**** Ausgangstext

Zwei unterschiedliche Geschichten und Lebensstile. Keine davon ist besser oder schlechter und bestimmt hast du dich in einer der Geschichten wiedergefunden, oder? Und vielleicht würde dir das Eine oder Andere aus der jeweils anderen Geschichte auch gefallen? Und auch das darf sein.
Doch was passiert jetzt, wenn sich Maria und Luna treffen und sich über ihre Leben unterhalten?
- Maria könnte eifersüchtig werden, weil sie das Gefühl der Freiheit vermisst. Sie könnte sich ausgeschlossen fühlen, weil sie weniger Kontakt zu gleichaltrigen hat und sich abgekapselt zum Rest der Welt fühlt. Aus Frust darüber könnte sie sich Luna gegenüber unfair verhalten und sie nicht ernst nehmen, auslachen.
- Luna könnte auch eifersüchtig werden, weil sie sich nach mehr Sicherheit in einer Familie sehnt und Maria auch um ihr tolles Haus beneidet. Luna würde sich Maria gegenüber ebenfalls unfair verhalten und ihr das Gefühl geben, dass sie in ihrem Leben feststeckt.

********
**** Gegebene Angaben

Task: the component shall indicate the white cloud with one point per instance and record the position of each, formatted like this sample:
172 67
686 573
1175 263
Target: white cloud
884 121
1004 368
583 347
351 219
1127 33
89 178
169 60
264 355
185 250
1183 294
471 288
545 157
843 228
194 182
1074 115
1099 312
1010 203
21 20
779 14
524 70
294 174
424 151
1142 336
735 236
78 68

********

Schreib den Text über die Leben von Maria und Luna weiter, direkt nach seinem letzten Satz.

Deine Antwort
Jede/r bringt seine eigene Lebensgeschichte mit sich. Das bedeutet, dass es auch ganz eigene Gründe haben kann, weshalb nun der Wunsch nach Normalität da ist. Und das ist auch nicht weiter schlimm. Wichtig ist, genau hinzuschauen, was einem dieser Wunsch eigentlich sagen will.
Gerade Menschen, die Diskriminierungen erfahren haben, werden sich in diesem Thema wiedersehen. Diskriminierungen gehen direkt ins Herz, führen zu dem Verlust des Zugehörigkeitsgefühls oder führen zur Infragestellung der eigenen "Normalität". (Pfui, für die Diskriminierung auf dieser Welt!)
Von Außen betrachtet, klingen die Geschichten von Luna und Maria sehr realistisch, sehr „normal“. Sie kommen immer wieder in unserer Gesellschaft vor. Doch mittendrin kann es passieren, dass man sich plötzlich gar nicht mehr so normal fühlt – oder eben das Bedürfnis nach Zugehörigkeit nicht erfüllt wird.
„Individuell ja, aber bitte nicht zu viel!“ [Sarkasmus-Ende]
Das Gefühl der Zugehörigkeit haben wir also dann, wenn wir uns in unserem Denken, Handeln, Verhalten, äußeren Erscheinungsbild unserem Umfeld ähneln, die Differenzen aber nicht über- oder unterdurchschnittlich sind. Was genau dieses „durchschnittlich“ sein soll, ist jedoch schon wieder problematisch. Denn mal ehrlich: wer möchte schon durchschnittlich sein?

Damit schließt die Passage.